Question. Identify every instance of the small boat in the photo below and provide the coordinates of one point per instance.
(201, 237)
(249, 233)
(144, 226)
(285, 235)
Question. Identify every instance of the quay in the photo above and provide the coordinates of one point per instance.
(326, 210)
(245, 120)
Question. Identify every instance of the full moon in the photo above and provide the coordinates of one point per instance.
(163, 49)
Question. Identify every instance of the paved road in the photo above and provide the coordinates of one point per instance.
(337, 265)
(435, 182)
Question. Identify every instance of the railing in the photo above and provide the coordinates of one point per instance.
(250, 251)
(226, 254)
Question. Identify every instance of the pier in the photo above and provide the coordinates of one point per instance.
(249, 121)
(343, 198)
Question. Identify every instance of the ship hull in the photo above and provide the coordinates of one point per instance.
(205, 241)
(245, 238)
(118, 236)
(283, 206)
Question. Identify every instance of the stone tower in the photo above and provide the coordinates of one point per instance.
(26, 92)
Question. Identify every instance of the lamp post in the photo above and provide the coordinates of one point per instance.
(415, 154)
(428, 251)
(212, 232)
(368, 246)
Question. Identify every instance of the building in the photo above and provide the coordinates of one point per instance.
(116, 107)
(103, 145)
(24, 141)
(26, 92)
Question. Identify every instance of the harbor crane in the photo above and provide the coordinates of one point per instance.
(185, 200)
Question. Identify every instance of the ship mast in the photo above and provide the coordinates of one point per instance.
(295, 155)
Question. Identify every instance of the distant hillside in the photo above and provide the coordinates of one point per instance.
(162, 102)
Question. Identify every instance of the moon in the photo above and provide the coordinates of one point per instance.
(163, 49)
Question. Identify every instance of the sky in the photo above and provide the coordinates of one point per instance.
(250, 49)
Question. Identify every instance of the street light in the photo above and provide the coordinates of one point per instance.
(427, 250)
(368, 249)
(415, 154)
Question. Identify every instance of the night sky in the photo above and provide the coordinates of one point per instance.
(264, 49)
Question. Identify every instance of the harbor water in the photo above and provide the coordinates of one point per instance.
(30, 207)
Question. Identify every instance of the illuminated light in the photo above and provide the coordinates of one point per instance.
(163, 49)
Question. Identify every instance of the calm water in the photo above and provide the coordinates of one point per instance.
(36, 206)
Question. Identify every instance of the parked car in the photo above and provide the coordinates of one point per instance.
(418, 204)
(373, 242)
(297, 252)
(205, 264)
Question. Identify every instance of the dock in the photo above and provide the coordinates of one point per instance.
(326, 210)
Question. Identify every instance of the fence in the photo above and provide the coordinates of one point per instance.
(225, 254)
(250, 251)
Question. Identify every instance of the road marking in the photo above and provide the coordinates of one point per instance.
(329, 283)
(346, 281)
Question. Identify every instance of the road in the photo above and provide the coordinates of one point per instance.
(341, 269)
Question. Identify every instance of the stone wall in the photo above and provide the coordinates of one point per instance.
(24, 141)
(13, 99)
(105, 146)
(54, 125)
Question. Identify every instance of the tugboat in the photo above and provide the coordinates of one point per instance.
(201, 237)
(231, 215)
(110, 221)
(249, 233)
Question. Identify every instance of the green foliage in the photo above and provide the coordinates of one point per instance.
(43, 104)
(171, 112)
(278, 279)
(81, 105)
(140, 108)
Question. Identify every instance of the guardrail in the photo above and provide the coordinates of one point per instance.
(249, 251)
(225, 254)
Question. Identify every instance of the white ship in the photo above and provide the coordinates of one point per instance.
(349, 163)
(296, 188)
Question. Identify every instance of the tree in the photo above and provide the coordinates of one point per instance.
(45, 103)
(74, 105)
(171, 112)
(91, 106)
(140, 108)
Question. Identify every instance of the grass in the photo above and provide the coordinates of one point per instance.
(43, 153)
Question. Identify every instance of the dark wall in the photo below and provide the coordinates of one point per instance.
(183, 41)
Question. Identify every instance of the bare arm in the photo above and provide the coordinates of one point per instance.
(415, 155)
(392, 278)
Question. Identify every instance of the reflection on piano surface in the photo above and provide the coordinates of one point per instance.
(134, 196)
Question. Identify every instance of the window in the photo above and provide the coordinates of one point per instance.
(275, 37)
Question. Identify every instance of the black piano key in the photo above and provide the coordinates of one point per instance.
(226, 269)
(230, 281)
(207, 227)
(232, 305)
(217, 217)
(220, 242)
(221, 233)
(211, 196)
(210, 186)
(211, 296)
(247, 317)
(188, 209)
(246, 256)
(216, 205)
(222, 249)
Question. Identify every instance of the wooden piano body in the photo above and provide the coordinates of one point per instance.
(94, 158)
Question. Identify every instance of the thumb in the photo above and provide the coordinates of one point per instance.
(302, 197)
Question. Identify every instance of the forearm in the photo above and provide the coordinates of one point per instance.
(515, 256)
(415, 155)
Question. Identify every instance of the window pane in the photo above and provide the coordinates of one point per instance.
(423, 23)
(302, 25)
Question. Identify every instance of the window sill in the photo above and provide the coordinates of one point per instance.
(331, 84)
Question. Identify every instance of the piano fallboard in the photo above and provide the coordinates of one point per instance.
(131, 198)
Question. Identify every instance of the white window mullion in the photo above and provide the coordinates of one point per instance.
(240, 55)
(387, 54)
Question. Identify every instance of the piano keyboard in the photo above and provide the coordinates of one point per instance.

§ **Assigned task**
Return each entry from above without altering a single character.

§ **Written solution**
Question. Identify every instance of the small boat in the photo below and provide the coordinates of one point per instance.
(201, 237)
(249, 233)
(144, 226)
(285, 235)
Question. Identify every instance of the quay in the photo above and provide the coordinates of one point per instance.
(326, 210)
(245, 120)
Question. Identify every instance of the full moon in the photo above and provide the coordinates of one point per instance.
(163, 49)
Question. Identify every instance of the paved road in the photo above and provide the coordinates of one point per instance.
(337, 265)
(435, 182)
Question. Identify every instance of the railing in the photo above and provide the coordinates of one point per instance.
(250, 251)
(226, 254)
Question. Identify every instance of the pier in the photo above and provide the coordinates of one point per instance.
(249, 121)
(343, 198)
Question. Identify every instance of the ship hull in the photo above and provide the coordinates of one point per instance.
(205, 241)
(245, 238)
(118, 236)
(283, 206)
Question. Identify every instance of the stone tower in the photo above and provide the coordinates of one point per instance.
(26, 92)
Question. Identify every instance of the lamp post in the photo above and provide the coordinates of one point per instance.
(415, 154)
(428, 251)
(212, 232)
(368, 246)
Question. Identify every instance of the building in the photo above and provide the coordinates of one point per instance.
(116, 107)
(103, 145)
(24, 141)
(26, 92)
Question. Identify every instance of the harbor crane in the photo above and provide the coordinates of one point per instance.
(185, 200)
Question. Identify every instance of the ship mast in the photo above and provide the coordinates of one point per instance.
(295, 155)
Question. Identify every instance of the distant hillside in the photo above and provide the coordinates of one point per instance.
(162, 102)
Question. Identify every instance of the moon in the photo above and provide the coordinates of one point per instance.
(163, 49)
Question. Identify every instance of the sky in the photo above and provide the coordinates of one point per instance.
(250, 49)
Question. Identify every instance of the street light in the photo above and provide the coordinates of one point per instance.
(427, 250)
(368, 249)
(415, 154)
Question. Identify every instance of the night sky in the photo above and provide the coordinates of one point per instance.
(264, 49)
Question. Identify every instance of the harbor water in the photo above and provide the coordinates of one point per instance.
(30, 207)
Question. Identify every instance of the illuminated light in the photo above and provide the coordinates of one point per instance.
(163, 49)
Question. Identify every instance of the calm water in the photo above and provide the coordinates of one point per instance.
(36, 206)
Question. Identify every instance of the parked car in the photo above and provide the coordinates of one point per instance.
(418, 204)
(373, 242)
(297, 252)
(205, 264)
Question. Identify every instance of the dock in the photo above and provide the coordinates of one point per instance.
(326, 210)
Question. Identify every instance of the fence in the photo above and provide the coordinates of one point per instance.
(225, 254)
(250, 251)
Question. Identify every instance of the road marking in the photo above and provide the coordinates of one point per instance.
(329, 283)
(346, 281)
Question. Identify every instance of the road in the photo above and provide the coordinates of one point per instance.
(341, 269)
Question. Identify every instance of the stone wall in the photo above and provide the coordinates of one point per instance.
(24, 141)
(13, 99)
(105, 146)
(54, 125)
Question. Identify every instance of the tugboat in the photo above and provide the coordinates of one point per instance.
(201, 237)
(231, 215)
(110, 221)
(249, 233)
Question. Identify every instance of the green foliage in the photo above and provide the coordinates of one point per instance.
(43, 104)
(171, 112)
(278, 279)
(81, 105)
(140, 108)
Question. Identify every instance of the guardrail in the photo above and provide the coordinates of one point per instance.
(249, 251)
(225, 254)
Question. Identify every instance of the white ship in the photo above and provide the coordinates of one point per instance.
(349, 163)
(296, 188)
Question. Identify every instance of the tree in the photo above and provide the coordinates of one point per instance.
(45, 103)
(74, 105)
(171, 112)
(91, 106)
(140, 108)
Question. Identify every instance of the grass in the photo above and provide the coordinates of one point per instance.
(43, 153)
Question. Identify every instance of the dark wall in the photo below and provide the coordinates of one point per instance.
(183, 41)
Question. Identify every instance of the bare arm in the photo above and provide the coordinates of one point per instance.
(415, 155)
(392, 278)
Question. Identify every instance of the reflection on piano surface in the photo above and provide the coordinates of one point per instance.
(134, 196)
Question. Identify every instance of the window in the photo above and provide the coordinates of one point per instance.
(275, 37)
Question. Identify every instance of the black piano key in the photo above and provide the coordinates of one point per instance.
(226, 269)
(230, 281)
(207, 227)
(232, 305)
(217, 217)
(220, 242)
(221, 233)
(211, 196)
(210, 186)
(211, 296)
(247, 317)
(188, 209)
(246, 256)
(216, 205)
(222, 249)
Question. Identify every instance of the wooden piano body in the photo above and provide the coordinates of one point per instance.
(94, 158)
Question. Identify every instance of the thumb in the photo above and provide the coordinates of one point per instance.
(302, 197)
Question. Identify every instance of the forearm in the photo above and provide the coordinates of one point per instance.
(515, 256)
(415, 155)
Question. Identify every instance of the window pane in the photo above and provide the coordinates of one point per instance.
(423, 23)
(302, 25)
Question. Identify every instance of the window sill in the photo above and provide the coordinates of one point per instance.
(331, 84)
Question. Identify every instance of the piano fallboard in the photo above and provide the coordinates of one point per instance.
(131, 198)
Question. Identify every instance of the white window mullion in the photo above and provide the coordinates of one point per instance.
(240, 55)
(387, 54)
Question. Identify every instance of the piano keyboard in the photo above and provide the coordinates of one point per instance.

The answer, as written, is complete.